Nun, wir saßen also noch Anfang März mit unserer kleinen Schicksalsgemeinschaft, bestehend aus zwei Amerikanern, zwei Engländern und einem Australier, in der örtlichen Kneipe und orderten noch einen Halben Roten, ehe wir zu unseren Schiffen zurückgingen – mit einem unguten Gefühl irgendwo hinter dem Zwerchfell. Knapp eine Stunde später rief uns Adrians Freundin aus England an und bat uns ihm dabei zu helfen, am kommenden Dienstag nach Hause zu fliegen – die Lage sei zu ernst.
Karl und ich machten unser Boot trotzdem fertig. Denn die Abfahrt war für den kommenden Samstag geplant
2 Phase: Zorn
Und wir lassen uns doch schließlich von so einem Scheißvirus unseren langgehegten und geplanten Traum nicht verderben. 18 Jahre haben wir gespart, nicht um jetzt hier, wo wir den ganzen Winter waren, auch den Sommer zu verbringen. So schnell kommt man in die Phase 2. Dort blieben wir den restlichen Samstag. Abends aßen wir mit Adrian zusammen, sprachen mit seiner Freundin via Skype und realisierten, dass wir nicht fahren werden. Zumindest nicht so lange Adrian nicht sicher in England ist.
3 Phase Verhandeln
Die dritte Phase ist etwas speziell. Schließlich kann ich weder mit Macron noch mit dem Virus verhandeln. Aber in dem Begriff steckt das Wort handeln – und genau das ist es, was ich zumindest für mich ab Samstagabend begriffen hatte. Ich wollte das Heft wieder selbst in die Hand nehmen. Entscheiden, statt Entscheidungen aufgedrückt zu bekommen.

[In einem Datensatz enthaltene Zeilen]
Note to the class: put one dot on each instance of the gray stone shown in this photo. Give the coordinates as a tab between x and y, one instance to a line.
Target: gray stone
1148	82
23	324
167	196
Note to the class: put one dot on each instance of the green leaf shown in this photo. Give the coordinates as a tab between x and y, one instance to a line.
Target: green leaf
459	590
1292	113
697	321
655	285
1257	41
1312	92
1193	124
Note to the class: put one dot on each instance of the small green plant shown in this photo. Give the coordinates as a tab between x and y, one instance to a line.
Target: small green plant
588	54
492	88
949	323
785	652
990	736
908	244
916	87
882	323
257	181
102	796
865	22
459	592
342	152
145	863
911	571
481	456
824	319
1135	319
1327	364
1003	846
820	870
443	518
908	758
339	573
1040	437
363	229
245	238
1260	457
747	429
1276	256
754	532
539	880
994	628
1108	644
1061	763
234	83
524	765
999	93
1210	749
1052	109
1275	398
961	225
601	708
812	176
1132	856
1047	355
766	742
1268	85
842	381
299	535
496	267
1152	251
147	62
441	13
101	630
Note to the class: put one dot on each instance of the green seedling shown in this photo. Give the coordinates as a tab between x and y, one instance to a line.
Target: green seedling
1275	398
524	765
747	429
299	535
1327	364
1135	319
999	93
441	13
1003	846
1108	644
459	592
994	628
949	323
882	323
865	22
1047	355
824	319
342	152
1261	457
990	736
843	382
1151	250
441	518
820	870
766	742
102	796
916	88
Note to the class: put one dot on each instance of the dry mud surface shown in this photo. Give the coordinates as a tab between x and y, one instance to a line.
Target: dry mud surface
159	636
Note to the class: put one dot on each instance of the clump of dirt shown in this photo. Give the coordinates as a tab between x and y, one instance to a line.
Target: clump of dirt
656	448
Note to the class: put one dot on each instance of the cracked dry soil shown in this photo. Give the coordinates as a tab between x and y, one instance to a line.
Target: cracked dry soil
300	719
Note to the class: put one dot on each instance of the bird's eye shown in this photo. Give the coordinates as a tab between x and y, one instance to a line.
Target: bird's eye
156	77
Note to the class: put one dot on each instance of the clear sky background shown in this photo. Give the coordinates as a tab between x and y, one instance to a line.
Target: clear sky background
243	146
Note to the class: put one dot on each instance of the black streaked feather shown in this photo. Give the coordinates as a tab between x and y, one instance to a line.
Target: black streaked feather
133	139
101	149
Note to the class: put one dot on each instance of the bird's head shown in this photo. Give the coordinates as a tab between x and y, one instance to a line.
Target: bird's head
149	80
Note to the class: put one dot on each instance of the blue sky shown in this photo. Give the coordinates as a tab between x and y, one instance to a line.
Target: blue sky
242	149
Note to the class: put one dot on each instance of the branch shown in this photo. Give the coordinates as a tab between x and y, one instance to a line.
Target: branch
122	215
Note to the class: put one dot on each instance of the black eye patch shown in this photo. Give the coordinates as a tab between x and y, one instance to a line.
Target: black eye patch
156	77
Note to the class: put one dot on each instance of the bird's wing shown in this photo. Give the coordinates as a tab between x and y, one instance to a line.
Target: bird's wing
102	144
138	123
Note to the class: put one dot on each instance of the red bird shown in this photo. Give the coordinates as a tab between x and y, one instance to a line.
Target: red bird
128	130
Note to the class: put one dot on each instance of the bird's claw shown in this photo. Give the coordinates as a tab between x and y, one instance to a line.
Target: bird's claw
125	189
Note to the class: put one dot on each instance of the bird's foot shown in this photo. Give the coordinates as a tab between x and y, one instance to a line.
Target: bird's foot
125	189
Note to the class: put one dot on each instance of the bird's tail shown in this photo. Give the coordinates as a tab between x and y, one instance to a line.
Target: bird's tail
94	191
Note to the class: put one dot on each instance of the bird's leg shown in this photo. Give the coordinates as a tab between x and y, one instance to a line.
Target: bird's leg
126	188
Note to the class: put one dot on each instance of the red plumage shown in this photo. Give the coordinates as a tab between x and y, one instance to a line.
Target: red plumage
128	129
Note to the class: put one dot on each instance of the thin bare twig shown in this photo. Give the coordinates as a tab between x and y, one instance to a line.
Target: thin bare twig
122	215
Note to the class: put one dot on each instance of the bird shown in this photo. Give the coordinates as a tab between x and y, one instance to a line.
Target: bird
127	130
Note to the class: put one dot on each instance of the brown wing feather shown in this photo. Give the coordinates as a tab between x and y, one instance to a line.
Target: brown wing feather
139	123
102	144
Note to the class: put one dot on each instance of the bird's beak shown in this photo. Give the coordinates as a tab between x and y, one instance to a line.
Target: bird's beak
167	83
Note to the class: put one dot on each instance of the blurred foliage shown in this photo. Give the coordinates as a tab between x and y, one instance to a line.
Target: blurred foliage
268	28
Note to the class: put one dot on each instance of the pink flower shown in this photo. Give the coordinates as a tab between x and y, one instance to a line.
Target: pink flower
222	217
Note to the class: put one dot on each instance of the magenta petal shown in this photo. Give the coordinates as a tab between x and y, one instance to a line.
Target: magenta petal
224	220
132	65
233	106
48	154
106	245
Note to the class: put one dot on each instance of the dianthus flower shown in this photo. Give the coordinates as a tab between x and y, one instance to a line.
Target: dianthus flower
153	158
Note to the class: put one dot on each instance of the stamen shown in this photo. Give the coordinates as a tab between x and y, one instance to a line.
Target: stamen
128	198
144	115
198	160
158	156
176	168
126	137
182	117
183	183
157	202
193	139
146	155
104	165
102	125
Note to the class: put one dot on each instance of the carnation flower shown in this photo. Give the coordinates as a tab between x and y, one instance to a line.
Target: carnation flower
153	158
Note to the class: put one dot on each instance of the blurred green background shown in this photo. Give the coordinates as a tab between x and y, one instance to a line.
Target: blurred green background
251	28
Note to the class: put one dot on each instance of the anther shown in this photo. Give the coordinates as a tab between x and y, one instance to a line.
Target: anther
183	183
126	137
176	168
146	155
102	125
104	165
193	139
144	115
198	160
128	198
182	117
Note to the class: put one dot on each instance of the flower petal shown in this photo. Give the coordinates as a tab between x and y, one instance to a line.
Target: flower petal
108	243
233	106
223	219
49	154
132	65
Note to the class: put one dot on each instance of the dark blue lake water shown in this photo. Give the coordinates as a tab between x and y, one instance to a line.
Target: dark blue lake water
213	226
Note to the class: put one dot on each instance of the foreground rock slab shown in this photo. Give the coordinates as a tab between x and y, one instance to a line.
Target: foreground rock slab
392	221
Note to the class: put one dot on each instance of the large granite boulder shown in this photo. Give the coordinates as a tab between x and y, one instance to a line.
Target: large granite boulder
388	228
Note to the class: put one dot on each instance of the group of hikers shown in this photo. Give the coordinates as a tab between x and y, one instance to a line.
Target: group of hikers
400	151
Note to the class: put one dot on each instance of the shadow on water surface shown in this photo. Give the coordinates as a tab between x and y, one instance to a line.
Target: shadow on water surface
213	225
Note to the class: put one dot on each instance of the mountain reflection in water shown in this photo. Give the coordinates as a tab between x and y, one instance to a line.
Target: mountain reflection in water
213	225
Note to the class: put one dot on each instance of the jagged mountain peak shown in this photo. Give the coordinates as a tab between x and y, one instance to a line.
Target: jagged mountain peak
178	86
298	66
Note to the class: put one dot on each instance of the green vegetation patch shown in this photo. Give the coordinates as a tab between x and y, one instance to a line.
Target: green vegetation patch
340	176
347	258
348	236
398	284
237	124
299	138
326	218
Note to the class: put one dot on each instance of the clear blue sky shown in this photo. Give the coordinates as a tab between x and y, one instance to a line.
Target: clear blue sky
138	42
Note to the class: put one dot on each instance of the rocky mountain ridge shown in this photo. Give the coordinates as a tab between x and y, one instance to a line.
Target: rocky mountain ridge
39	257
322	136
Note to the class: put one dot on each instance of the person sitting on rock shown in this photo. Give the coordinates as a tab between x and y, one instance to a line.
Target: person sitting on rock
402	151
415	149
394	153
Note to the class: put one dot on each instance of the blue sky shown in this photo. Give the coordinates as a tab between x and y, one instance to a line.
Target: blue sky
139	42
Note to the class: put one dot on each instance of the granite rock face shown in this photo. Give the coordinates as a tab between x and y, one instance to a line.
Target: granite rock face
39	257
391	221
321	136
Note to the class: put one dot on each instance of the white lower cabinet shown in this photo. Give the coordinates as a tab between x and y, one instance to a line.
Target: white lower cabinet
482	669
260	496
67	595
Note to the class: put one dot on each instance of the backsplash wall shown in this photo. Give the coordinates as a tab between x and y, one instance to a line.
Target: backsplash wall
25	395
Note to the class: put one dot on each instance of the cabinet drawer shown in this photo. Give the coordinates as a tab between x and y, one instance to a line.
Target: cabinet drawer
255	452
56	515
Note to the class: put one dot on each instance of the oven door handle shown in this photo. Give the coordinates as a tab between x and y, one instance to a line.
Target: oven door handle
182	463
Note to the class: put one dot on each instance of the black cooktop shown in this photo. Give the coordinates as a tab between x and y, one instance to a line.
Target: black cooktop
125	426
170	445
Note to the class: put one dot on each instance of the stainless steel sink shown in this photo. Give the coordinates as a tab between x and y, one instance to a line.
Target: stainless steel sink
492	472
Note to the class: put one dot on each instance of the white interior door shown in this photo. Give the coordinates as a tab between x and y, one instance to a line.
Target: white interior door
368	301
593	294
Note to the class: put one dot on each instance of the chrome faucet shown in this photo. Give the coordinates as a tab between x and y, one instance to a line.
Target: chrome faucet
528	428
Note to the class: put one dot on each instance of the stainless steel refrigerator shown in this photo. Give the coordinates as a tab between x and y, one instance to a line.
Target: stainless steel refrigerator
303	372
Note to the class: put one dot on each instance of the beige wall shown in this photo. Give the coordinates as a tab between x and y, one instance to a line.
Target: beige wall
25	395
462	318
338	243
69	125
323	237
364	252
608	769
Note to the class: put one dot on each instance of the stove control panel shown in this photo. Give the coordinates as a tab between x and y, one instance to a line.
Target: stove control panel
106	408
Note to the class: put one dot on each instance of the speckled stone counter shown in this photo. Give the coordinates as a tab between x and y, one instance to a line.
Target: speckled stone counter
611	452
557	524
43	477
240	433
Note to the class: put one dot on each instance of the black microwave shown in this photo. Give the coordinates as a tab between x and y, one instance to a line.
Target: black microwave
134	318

[Ihre Aufgabe] Entscheiden Sie für jede Aussage mit Ja oder Nein, ob sie zum Auszug passt, und belegen Sie Ihre Antwort mit einem wörtlichen Zitat: 1. Zur Gruppe in der Kneipe gehörte ein Australier. 2. Die Abfahrt war für Dienstag geplant. 3. Für den Traum wurde 18 Jahre lang gespart.

[Lösung der Aufgabe]
1. Ja: „bestehend aus zwei Amerikanern, zwei Engländern und einem Australier“
2. Nein: „die Abfahrt war für den kommenden Samstag geplant“
3. Ja: „18 Jahre haben wir gespart“